Biotechnical and biological methods of plant protection have gained in significance, among other things because the risks and limits of chemical measures are today assessed more realistically. Biotechnical methods utilise the natural reactions of the (almost exclusively motile) harmful organisms to physical and chemical stimuli in order to bring about changes in their behaviour for the purpose of plant protection (e.g. light and colour traps, chemical attractants, antibodies, pheromones, hormones, growth regulators). The emphasis is on measures which aim not to directly kill the harmful organisms, but rather to permit population monitoring for the purpose of forecasting, defensive action and deterrence. The harmful organisms can be killed by combining biotechnical methods with chemical measures.
Biological plant protection involves using organisms and their activity to protect plants and enhance their resistance to biotic (harmful organisms) and abiotic limiting factors. For the purpose of pest and disease control, beneficial organisms are specifically preserved and fostered, released in large numbers or introduced into habitats where they have not been found hitherto. Biological control of weeds has to date primarily involved introducing beneficial organisms into new habitats.
Another biological method is that of inducing resistance to disease. This can be done, for example, by infecting plants with pathogens having low virulence.
There are close links between biological and integrated plant protection in that both methods attach major importance to regulation by means of biotic limiting factors. If such methods are to prove effective, moreover, there must be little or no use of preventive and broad-spectrum pesticides. Biological methods can be applied on only a limited scale in intensively used agrobiocoenoses which are poor in species, but can play a more important role in areas where extensive farming is practised and in coenoses comprising a greater variety of species. Their limits are determined above all by the efficiency of the beneficial organisms and the latter's dependence on environmental conditions.

#### SOURCE MATERIAL:
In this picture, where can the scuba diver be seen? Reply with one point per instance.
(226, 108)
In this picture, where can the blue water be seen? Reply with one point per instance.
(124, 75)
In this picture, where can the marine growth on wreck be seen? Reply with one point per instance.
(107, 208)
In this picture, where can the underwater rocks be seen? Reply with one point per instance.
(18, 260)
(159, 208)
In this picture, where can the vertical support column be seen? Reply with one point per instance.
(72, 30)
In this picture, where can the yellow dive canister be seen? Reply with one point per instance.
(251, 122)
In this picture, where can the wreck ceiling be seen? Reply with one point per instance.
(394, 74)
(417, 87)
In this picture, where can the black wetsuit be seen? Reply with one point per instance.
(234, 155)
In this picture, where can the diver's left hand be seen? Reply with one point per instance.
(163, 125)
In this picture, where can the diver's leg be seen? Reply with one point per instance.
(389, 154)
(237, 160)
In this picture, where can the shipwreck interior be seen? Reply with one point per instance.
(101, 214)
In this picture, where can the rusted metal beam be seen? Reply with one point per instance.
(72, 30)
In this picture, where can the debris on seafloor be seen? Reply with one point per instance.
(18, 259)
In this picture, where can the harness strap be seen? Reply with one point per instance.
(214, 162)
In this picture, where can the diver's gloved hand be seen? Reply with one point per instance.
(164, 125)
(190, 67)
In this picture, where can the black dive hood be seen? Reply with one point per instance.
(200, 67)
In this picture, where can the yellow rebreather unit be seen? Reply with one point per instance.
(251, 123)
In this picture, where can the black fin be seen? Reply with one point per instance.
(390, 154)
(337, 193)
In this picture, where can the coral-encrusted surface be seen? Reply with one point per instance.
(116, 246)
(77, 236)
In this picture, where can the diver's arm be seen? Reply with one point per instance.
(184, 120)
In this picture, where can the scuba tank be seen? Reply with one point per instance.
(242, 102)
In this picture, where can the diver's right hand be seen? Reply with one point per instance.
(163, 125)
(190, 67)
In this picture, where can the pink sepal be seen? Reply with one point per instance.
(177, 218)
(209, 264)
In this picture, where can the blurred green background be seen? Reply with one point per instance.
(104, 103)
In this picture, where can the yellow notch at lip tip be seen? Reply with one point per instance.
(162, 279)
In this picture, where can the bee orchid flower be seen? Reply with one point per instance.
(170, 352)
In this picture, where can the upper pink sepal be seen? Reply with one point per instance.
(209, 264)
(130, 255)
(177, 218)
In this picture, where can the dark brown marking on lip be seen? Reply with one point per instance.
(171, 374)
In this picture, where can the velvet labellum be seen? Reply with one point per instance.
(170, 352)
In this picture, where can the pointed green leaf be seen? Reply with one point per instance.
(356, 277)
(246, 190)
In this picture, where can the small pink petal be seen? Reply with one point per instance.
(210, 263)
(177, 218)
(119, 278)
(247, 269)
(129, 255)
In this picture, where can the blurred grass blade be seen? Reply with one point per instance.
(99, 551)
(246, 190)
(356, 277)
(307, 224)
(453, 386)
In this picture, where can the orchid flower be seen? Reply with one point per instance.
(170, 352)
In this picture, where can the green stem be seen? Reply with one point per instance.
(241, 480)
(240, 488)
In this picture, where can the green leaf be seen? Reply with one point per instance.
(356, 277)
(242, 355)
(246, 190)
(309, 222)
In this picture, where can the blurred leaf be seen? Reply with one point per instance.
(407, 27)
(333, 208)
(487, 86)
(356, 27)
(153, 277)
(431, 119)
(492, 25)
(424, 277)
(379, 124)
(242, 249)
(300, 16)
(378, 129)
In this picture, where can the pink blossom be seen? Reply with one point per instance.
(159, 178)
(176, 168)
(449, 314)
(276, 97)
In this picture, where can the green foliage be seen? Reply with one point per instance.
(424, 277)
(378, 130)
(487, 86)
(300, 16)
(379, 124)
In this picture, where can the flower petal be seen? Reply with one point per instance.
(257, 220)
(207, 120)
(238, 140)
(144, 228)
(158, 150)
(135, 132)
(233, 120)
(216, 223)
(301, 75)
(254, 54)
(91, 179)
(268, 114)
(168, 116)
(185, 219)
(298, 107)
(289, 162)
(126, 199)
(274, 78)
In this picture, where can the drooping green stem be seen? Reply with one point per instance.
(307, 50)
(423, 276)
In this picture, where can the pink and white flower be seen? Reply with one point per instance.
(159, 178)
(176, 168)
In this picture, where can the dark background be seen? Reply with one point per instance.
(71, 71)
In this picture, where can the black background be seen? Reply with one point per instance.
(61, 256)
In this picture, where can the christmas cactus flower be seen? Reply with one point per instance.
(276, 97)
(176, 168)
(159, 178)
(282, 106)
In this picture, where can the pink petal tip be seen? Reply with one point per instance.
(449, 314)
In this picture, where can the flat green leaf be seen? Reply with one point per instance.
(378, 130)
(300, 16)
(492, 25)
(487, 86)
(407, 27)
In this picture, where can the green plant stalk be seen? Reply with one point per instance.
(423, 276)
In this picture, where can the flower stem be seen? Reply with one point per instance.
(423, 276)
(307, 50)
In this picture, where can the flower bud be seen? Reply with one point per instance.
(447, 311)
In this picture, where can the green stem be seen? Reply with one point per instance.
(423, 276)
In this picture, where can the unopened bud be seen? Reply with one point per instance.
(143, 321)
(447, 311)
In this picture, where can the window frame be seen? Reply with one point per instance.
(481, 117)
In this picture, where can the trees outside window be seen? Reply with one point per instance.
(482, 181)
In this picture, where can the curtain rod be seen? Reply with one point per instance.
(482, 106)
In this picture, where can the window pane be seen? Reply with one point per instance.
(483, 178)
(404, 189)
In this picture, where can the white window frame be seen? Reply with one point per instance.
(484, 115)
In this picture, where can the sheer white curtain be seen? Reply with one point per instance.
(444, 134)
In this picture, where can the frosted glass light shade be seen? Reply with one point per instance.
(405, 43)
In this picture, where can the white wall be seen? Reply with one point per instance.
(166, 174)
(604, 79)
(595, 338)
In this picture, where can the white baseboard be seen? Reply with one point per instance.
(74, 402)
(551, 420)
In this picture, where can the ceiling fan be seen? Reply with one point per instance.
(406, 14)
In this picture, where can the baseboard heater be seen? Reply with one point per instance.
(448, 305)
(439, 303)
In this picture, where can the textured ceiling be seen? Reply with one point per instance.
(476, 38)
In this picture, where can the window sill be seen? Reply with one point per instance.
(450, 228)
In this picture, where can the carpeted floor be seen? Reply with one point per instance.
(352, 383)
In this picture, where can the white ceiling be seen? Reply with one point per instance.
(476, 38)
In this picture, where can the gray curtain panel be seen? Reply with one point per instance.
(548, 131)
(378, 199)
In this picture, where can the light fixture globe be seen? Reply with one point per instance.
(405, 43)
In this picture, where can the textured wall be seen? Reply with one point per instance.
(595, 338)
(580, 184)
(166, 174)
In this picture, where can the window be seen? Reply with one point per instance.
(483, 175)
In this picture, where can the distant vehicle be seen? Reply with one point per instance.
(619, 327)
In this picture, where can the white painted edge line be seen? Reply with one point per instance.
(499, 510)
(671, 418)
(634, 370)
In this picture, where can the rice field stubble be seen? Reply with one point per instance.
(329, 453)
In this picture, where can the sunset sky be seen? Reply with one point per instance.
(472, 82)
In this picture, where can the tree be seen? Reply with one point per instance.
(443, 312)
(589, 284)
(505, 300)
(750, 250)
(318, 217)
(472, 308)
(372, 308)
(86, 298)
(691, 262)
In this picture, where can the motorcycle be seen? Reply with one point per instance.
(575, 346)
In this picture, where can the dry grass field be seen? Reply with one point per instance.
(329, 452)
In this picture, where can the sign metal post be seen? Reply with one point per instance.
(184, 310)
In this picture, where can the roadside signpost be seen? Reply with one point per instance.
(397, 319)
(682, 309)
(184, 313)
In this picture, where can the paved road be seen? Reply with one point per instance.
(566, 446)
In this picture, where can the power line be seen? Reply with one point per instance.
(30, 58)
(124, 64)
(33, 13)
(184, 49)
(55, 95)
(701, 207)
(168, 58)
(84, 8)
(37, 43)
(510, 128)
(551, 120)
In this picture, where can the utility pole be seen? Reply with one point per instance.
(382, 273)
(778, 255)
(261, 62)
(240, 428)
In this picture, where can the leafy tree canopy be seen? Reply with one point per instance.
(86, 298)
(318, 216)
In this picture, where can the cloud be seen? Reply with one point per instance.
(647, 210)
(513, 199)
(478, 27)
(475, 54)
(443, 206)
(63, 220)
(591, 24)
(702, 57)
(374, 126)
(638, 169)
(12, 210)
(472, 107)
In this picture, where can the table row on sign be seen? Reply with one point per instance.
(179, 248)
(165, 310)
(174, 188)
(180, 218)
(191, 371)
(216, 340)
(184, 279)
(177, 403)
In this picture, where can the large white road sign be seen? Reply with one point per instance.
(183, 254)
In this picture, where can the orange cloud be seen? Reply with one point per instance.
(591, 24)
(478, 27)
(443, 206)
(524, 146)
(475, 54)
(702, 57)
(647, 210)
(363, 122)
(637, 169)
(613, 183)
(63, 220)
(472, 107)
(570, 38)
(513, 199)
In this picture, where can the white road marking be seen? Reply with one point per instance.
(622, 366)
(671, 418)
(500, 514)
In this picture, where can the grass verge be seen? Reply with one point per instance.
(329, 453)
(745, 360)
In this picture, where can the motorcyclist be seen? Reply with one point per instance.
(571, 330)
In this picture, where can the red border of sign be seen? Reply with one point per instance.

#### WORK REQUEST 1:
In the passage on plant protection methods, what has biological control of weeds mainly involved to date?
#### WORK REQUEST 2:
Carry on the passage on plant protection methods, picking up after its last sentence.

#### EXERCISE OUTPUT 1:
Introducing beneficial organisms into new habitats.

#### EXERCISE OUTPUT 2:
Integrated plant protection is a concept which involves coordinated use of all ecologically and economically justifiable methods in order to keep harmful organisms below the economic threshold. The emphasis is on utilising natural limiting factors. The main aim is to preserve the balance of nature as far as possible; this is to be achieved by reducing use of chemical plant protection methods and simultaneously employing a variety of measures from the other categories. It is here that the links with the plant production sector are particularly close. Use of pesticides is to be reduced to the essential minimum by abandoning the practice of routine or calendar-based spraying, gearing pesticide dosage to actual conditions, refraining from the use of broad-spectrum persistent agents (liable to harm beneficial organisms) and selecting the time of application such that beneficial organisms suffer no adverse effects.
Integrated plant protection methods generally prove more successful in permanent crops than in short-lived crops, since the biocoenoses of the former are more stable and can be more permanently influenced whereas those of the latter are inevitably subject to constant change. The limits and risks attaching to these methods become clear if the work is performed by untrained personnel. Use of integrated plant protection methods generally calls for detailed knowledge of biological, ecological and economic factors.